Dataset content –
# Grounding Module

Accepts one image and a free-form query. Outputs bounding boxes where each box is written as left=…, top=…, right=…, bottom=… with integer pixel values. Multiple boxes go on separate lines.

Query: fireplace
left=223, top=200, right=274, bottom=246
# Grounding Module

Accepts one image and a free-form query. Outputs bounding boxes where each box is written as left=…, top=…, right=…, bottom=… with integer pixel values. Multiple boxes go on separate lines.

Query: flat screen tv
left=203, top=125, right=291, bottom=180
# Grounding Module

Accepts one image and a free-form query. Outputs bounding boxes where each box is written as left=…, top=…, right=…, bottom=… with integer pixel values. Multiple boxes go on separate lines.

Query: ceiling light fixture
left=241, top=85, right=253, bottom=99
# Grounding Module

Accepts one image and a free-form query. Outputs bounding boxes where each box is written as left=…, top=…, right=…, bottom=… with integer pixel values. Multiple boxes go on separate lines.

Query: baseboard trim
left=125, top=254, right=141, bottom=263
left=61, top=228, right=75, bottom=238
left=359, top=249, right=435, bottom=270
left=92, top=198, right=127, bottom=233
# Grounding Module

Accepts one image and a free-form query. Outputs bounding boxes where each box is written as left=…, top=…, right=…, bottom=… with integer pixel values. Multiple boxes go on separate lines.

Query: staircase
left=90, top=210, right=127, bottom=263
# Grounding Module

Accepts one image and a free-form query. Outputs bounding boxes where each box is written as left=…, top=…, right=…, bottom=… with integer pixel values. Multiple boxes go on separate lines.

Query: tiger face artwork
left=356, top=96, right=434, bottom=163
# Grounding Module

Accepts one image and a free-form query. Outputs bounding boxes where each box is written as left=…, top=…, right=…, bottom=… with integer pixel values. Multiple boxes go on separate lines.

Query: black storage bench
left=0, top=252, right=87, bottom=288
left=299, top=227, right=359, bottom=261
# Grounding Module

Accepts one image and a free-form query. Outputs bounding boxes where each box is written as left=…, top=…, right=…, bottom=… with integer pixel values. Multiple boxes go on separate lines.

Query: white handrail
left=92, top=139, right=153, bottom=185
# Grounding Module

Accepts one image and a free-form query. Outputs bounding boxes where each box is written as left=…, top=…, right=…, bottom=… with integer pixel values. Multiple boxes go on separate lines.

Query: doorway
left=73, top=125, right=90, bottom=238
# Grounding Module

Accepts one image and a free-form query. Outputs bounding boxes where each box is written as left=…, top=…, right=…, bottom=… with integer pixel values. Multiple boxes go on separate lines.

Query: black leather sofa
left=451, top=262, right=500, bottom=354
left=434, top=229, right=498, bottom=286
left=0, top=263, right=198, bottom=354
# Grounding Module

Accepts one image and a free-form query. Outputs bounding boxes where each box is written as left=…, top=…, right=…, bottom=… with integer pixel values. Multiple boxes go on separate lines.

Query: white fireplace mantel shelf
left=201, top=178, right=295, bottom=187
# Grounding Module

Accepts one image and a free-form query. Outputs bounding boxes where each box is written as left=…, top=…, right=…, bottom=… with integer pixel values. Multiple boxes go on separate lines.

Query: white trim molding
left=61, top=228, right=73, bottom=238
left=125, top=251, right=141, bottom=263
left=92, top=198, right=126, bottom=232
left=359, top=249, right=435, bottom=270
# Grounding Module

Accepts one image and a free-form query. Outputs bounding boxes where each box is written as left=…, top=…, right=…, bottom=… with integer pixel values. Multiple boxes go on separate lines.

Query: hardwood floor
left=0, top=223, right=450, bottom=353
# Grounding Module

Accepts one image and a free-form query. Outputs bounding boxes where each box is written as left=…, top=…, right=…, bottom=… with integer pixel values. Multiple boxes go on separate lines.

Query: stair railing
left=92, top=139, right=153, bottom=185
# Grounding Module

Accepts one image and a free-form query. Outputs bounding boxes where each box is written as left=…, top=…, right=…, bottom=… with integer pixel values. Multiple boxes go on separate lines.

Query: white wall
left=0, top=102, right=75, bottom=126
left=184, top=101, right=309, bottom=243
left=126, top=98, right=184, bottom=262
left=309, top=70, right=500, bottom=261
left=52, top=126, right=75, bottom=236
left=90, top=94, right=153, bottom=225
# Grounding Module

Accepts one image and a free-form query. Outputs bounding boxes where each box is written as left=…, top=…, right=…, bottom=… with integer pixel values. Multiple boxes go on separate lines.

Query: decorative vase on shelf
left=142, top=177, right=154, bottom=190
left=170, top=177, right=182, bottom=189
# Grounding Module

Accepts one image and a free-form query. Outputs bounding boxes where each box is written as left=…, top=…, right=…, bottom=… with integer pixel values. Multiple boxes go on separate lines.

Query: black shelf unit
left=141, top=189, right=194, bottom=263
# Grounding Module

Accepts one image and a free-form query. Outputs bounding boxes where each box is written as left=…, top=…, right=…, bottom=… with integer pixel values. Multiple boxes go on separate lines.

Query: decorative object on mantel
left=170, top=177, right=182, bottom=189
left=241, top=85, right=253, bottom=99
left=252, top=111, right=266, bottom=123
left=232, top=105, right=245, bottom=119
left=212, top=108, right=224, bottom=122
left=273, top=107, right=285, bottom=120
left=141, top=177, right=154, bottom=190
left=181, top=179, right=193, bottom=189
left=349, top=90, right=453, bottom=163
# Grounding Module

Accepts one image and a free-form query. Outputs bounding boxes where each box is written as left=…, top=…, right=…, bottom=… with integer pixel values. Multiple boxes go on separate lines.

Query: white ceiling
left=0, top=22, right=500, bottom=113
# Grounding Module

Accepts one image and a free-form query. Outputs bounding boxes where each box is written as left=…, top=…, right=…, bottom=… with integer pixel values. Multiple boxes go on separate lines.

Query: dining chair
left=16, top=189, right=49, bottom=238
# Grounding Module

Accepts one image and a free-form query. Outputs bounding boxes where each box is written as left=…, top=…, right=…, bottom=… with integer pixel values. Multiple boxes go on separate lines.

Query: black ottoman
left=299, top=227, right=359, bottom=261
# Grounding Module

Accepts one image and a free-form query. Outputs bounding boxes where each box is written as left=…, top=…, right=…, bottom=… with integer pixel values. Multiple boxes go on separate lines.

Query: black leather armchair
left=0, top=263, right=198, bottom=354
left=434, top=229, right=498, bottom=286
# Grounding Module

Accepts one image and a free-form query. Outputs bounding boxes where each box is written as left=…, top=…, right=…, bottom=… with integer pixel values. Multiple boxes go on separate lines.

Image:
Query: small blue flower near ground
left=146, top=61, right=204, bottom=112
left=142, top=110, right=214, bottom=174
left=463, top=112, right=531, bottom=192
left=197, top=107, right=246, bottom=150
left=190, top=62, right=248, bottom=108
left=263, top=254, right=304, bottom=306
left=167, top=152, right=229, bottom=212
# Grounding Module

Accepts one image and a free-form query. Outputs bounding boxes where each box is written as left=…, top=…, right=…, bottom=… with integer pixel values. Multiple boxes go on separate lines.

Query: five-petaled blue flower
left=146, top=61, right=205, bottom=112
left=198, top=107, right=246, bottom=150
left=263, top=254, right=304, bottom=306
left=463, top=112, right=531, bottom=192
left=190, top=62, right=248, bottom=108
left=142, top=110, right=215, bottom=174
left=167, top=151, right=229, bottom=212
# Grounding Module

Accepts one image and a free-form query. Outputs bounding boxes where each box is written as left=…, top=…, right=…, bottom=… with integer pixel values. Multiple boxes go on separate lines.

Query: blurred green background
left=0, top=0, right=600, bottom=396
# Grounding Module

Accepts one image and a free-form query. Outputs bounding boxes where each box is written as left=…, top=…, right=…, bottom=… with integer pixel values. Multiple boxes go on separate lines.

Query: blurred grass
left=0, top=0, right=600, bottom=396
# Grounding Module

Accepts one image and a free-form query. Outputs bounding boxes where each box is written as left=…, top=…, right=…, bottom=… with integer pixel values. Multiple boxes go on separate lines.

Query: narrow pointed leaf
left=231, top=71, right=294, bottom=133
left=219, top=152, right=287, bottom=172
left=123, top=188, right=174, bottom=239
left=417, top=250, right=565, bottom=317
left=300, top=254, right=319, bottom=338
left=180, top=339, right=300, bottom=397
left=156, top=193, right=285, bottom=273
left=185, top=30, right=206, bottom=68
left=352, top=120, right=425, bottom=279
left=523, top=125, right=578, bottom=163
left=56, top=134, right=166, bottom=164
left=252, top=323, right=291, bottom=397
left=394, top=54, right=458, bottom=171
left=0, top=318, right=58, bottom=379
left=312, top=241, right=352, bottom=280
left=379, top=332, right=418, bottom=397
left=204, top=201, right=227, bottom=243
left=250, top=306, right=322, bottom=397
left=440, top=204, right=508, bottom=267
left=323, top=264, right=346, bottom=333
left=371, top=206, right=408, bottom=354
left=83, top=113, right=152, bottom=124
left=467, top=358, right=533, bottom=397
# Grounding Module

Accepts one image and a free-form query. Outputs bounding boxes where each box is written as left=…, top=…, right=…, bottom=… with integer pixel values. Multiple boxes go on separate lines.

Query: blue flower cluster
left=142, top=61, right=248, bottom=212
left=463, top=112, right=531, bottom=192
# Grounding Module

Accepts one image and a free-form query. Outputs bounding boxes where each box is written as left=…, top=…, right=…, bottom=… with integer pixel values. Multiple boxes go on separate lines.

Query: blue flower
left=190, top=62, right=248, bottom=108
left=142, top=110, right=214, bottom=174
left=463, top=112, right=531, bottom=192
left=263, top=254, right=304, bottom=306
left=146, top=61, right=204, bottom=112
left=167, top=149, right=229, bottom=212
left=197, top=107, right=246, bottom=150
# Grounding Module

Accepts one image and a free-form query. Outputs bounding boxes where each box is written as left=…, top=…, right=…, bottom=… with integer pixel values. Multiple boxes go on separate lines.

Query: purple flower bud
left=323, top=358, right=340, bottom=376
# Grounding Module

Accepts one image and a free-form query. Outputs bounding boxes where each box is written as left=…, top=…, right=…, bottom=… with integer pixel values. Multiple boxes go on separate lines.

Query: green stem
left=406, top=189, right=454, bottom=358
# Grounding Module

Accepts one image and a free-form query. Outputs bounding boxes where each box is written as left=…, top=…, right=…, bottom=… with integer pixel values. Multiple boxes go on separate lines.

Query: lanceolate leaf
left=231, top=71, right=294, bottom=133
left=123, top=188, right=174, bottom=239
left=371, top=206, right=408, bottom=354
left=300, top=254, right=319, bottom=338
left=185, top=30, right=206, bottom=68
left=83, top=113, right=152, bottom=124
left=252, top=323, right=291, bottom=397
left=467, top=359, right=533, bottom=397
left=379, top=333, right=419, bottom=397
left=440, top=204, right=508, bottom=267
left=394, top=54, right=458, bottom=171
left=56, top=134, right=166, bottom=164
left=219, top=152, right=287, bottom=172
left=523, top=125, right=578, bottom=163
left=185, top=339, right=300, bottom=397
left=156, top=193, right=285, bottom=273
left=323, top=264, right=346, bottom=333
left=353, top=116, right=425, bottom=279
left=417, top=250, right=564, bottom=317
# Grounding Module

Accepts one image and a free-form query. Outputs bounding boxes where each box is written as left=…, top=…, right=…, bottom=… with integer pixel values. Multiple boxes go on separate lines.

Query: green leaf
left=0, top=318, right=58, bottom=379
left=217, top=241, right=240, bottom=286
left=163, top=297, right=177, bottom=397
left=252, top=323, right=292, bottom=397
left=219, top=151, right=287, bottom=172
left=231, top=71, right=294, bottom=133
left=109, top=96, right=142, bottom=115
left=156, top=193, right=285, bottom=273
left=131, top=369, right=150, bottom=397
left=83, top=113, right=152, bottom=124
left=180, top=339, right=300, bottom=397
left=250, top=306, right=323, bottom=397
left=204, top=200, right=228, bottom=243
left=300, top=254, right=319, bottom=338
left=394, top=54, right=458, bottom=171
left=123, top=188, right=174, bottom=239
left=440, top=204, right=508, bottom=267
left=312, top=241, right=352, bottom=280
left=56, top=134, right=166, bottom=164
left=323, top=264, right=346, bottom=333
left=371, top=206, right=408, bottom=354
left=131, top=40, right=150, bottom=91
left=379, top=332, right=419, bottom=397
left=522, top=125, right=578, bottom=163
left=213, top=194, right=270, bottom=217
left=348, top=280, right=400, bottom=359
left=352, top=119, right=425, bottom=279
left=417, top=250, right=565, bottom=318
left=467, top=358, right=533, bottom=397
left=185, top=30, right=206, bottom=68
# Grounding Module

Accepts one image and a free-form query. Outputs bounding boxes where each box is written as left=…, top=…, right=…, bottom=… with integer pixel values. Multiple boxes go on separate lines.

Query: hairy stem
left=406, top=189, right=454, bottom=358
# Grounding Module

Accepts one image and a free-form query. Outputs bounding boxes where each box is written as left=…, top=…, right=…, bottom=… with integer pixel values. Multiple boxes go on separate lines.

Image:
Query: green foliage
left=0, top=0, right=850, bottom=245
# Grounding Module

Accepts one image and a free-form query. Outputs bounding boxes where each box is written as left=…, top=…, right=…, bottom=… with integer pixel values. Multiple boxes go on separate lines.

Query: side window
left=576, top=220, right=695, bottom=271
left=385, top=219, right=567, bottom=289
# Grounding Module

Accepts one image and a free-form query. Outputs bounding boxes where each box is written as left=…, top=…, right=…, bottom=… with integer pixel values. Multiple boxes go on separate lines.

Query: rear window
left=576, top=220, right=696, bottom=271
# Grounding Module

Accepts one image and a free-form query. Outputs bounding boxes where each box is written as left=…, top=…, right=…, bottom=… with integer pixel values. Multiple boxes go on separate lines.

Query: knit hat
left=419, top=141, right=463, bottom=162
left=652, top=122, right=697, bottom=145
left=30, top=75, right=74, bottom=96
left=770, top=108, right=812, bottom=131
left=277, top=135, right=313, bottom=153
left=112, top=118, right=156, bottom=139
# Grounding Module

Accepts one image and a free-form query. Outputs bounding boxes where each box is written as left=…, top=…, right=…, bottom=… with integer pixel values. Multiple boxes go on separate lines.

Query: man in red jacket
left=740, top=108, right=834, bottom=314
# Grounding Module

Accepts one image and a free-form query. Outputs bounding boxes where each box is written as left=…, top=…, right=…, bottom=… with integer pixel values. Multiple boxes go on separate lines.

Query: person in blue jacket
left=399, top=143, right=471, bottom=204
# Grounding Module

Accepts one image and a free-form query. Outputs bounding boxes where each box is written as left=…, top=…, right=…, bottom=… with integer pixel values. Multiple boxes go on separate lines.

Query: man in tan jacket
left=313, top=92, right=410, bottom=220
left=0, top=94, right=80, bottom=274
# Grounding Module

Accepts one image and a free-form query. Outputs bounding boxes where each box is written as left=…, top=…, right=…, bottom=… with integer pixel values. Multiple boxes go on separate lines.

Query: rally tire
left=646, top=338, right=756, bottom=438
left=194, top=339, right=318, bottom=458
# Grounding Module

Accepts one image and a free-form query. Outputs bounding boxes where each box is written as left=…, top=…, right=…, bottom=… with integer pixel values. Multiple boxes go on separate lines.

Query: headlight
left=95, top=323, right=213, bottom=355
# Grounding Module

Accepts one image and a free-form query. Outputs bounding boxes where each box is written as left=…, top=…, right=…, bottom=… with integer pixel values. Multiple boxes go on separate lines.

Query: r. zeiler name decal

Task brief – Can you lay out everything from the first of the lines above down to and including the one containing "left=356, top=96, right=434, bottom=163" as a Markdown table with the columns Row and Text, numbering each line and leaving out blank ones?

Result of this exercise –
| Row | Text |
|---|---|
| 1 | # Grounding Module |
| 2 | Accepts one image and a free-form query. Outputs bounding boxes where each box is written as left=…, top=…, right=…, bottom=… with integer pixel values. Multiple boxes go on separate lines. |
| 3 | Query: fireplace |
| 4 | left=223, top=200, right=274, bottom=246 |
| 5 | # Grounding Module |
| 6 | Accepts one image and a free-form query. Outputs bounding boxes where each box is written as left=…, top=…, right=…, bottom=… with integer pixel values. Multiple boxes go on separate lines. |
| 7 | Query: flat screen tv |
| 8 | left=203, top=125, right=291, bottom=180 |
| 9 | # Grounding Module |
| 10 | Accepts one image and a free-form query. Outputs bounding boxes where each box is written as left=…, top=…, right=…, bottom=… with integer pixel values. Multiple boxes go on separate lines. |
| 11 | Query: ceiling light fixture |
| 12 | left=241, top=85, right=253, bottom=99 |
| 13 | # Grounding Module |
| 14 | Accepts one image and a free-form query. Outputs bounding boxes where each box is written as left=…, top=…, right=…, bottom=… with integer pixel values. Multiple boxes go on separate lines. |
| 15 | Query: baseboard trim |
| 16 | left=125, top=254, right=141, bottom=263 |
| 17 | left=61, top=228, right=75, bottom=238 |
| 18 | left=359, top=249, right=435, bottom=270 |
| 19 | left=92, top=198, right=127, bottom=233 |
| 20 | # Grounding Module |
| 21 | Accepts one image and a free-form query. Outputs bounding boxes where each box is written as left=…, top=…, right=…, bottom=… with integer pixel values. Multiple boxes go on separate lines. |
| 22 | Query: staircase |
| 23 | left=90, top=210, right=127, bottom=263 |
| 24 | # Grounding Module |
| 25 | Accepts one image and a free-form query. Outputs bounding boxes where each box is written as left=…, top=…, right=…, bottom=… with integer pixel values. Multiple boxes go on separate lines. |
| 26 | Query: tiger face artwork |
| 27 | left=356, top=96, right=434, bottom=163 |